-- Records for this task follows --
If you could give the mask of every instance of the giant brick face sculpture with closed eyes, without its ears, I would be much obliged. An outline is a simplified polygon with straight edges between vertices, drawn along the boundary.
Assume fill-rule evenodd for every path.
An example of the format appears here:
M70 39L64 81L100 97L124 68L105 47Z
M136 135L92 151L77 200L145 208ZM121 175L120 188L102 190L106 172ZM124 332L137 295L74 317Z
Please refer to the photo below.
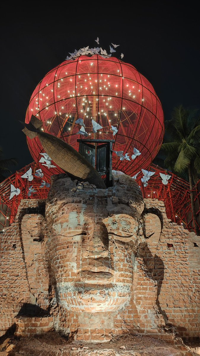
-- Records for this task concluded --
» **Exercise brief**: Each record above is to be returned unchanged, while any picture it holds stays out.

» **Final answer**:
If you could give the mask of every instance of the giant brick face sculpture with closed eyes, without its ears, I would be much obliged. An outline is a simplified polygon with straight edges between vertices, drawn along the boundary.
Assume fill-rule evenodd for every path.
An example of the format appears here:
M70 39L64 81L100 97L124 68L105 47Z
M136 135L92 151L77 200L145 208ZM121 175L120 188L102 190L106 172ZM124 332L137 295L74 317Z
Please refer to the photo below.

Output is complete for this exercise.